• [PROBLEM DETAILS] Put the part of the data that opens with the line containing "Could you please spot the window" and continues through the end of the data into a JSON list of strings, one string per line, leaving out blank lines. Include only those lines.

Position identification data
--
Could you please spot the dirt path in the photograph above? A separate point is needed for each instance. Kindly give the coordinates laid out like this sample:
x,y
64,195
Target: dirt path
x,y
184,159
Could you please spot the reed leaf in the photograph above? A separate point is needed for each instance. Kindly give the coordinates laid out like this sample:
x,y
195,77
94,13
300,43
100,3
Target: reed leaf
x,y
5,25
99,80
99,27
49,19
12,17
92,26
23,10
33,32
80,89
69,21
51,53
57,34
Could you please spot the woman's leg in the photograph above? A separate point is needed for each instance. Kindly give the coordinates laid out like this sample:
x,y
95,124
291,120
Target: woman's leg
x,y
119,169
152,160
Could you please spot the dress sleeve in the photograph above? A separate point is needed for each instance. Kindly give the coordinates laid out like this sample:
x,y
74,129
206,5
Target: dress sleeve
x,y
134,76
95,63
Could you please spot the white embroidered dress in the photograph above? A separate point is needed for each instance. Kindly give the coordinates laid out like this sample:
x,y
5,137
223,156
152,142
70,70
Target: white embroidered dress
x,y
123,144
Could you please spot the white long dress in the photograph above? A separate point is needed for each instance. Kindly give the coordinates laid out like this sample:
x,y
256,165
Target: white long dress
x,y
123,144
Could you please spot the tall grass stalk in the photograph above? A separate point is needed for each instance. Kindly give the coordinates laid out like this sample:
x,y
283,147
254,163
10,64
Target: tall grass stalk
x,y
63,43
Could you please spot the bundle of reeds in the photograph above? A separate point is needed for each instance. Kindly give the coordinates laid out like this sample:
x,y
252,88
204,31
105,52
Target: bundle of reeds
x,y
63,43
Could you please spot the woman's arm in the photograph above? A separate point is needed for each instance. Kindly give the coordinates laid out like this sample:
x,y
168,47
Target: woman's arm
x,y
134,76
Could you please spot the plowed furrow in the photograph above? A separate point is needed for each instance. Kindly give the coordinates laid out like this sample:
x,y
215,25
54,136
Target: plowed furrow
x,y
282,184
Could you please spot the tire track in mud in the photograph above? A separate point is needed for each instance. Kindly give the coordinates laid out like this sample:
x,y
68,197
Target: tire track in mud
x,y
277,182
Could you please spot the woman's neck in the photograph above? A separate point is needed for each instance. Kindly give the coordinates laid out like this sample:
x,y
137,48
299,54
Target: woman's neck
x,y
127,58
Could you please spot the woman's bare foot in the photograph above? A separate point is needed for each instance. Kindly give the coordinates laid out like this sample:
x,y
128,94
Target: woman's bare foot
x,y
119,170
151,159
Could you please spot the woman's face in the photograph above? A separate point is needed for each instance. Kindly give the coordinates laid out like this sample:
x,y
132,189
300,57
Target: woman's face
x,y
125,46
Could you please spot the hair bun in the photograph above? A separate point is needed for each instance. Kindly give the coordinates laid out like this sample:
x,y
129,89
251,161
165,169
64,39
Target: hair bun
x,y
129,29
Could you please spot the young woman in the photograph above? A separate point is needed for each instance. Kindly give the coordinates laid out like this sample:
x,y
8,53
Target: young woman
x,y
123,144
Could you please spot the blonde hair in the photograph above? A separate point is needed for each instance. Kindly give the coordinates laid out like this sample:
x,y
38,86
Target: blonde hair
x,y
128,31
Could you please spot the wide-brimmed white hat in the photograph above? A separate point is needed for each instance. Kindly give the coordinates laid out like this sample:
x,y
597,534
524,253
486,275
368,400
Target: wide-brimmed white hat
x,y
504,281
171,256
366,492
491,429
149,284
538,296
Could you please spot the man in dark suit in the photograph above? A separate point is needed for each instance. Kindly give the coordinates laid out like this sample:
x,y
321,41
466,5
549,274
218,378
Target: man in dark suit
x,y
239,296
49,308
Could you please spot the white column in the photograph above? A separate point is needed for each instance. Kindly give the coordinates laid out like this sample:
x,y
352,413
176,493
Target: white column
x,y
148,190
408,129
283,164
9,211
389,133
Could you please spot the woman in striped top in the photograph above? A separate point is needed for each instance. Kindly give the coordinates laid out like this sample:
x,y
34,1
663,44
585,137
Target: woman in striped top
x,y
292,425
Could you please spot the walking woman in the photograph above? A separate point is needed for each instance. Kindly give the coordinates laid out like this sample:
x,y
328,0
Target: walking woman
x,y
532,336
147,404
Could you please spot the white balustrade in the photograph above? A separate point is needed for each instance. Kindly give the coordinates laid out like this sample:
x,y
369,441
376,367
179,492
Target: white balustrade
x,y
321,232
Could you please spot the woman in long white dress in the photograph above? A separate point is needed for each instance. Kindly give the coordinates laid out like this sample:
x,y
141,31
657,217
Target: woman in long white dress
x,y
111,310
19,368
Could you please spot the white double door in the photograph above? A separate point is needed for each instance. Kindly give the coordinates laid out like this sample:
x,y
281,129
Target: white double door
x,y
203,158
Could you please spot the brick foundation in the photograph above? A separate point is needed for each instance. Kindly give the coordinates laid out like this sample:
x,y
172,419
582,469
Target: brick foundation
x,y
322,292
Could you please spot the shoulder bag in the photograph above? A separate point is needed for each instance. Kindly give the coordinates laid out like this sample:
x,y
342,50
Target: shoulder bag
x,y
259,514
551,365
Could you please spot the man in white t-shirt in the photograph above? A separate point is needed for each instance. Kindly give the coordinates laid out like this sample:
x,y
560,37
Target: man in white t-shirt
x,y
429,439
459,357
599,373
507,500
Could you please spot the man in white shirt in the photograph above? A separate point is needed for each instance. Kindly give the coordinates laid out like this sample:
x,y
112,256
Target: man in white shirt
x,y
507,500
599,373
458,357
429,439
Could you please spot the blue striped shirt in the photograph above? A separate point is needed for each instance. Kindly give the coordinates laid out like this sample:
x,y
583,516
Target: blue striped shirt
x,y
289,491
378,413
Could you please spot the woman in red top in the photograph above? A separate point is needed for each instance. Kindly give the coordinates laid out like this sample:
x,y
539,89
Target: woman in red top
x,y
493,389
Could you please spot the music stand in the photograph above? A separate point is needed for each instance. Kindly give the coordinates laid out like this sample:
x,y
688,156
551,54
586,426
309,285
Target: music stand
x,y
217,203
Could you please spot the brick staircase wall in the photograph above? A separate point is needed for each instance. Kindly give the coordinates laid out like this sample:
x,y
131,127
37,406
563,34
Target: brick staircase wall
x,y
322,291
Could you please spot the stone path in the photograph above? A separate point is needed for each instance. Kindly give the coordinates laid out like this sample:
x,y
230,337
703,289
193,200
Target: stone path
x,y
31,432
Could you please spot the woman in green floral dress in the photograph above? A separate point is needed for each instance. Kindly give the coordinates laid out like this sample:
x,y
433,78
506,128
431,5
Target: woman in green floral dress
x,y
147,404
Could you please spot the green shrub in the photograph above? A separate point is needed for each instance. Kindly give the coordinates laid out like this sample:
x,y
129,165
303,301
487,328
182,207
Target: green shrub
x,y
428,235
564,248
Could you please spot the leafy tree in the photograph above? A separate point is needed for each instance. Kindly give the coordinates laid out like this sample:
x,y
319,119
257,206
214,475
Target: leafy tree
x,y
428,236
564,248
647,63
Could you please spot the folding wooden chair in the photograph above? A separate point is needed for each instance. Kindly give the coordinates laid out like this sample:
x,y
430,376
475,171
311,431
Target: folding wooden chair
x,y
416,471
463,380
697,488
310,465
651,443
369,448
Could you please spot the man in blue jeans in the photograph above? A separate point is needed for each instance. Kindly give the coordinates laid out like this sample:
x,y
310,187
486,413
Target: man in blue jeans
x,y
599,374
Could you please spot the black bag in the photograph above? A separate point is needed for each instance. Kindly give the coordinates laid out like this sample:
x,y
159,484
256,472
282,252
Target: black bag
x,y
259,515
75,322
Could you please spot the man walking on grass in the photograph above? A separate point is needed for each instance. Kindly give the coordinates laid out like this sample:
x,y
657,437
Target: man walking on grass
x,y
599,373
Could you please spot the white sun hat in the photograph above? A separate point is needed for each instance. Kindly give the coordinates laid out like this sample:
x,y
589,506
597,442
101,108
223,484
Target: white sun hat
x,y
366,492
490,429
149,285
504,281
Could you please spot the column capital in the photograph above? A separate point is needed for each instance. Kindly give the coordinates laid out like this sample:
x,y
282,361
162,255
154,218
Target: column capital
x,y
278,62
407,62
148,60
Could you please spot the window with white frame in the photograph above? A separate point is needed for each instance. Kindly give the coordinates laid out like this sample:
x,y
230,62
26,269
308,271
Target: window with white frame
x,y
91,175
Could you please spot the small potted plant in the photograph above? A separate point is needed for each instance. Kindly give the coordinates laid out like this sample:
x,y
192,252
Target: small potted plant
--
• [WRITTEN SOLUTION]
[
  "Could you please spot the window with white frame in the photograph above? A separate point is needed for each instance. Kindly give the coordinates laid out like this sample:",
  "x,y",
  "230,62",
  "26,269",
  "308,271",
  "Target: window with white frame",
  "x,y",
  "91,175",
  "Could you please spot the small potted plant in the photograph above? A separate point is needed for each instance. Kindly give the coordinates laid out like this sample:",
  "x,y",
  "192,252",
  "Target: small potted plant"
]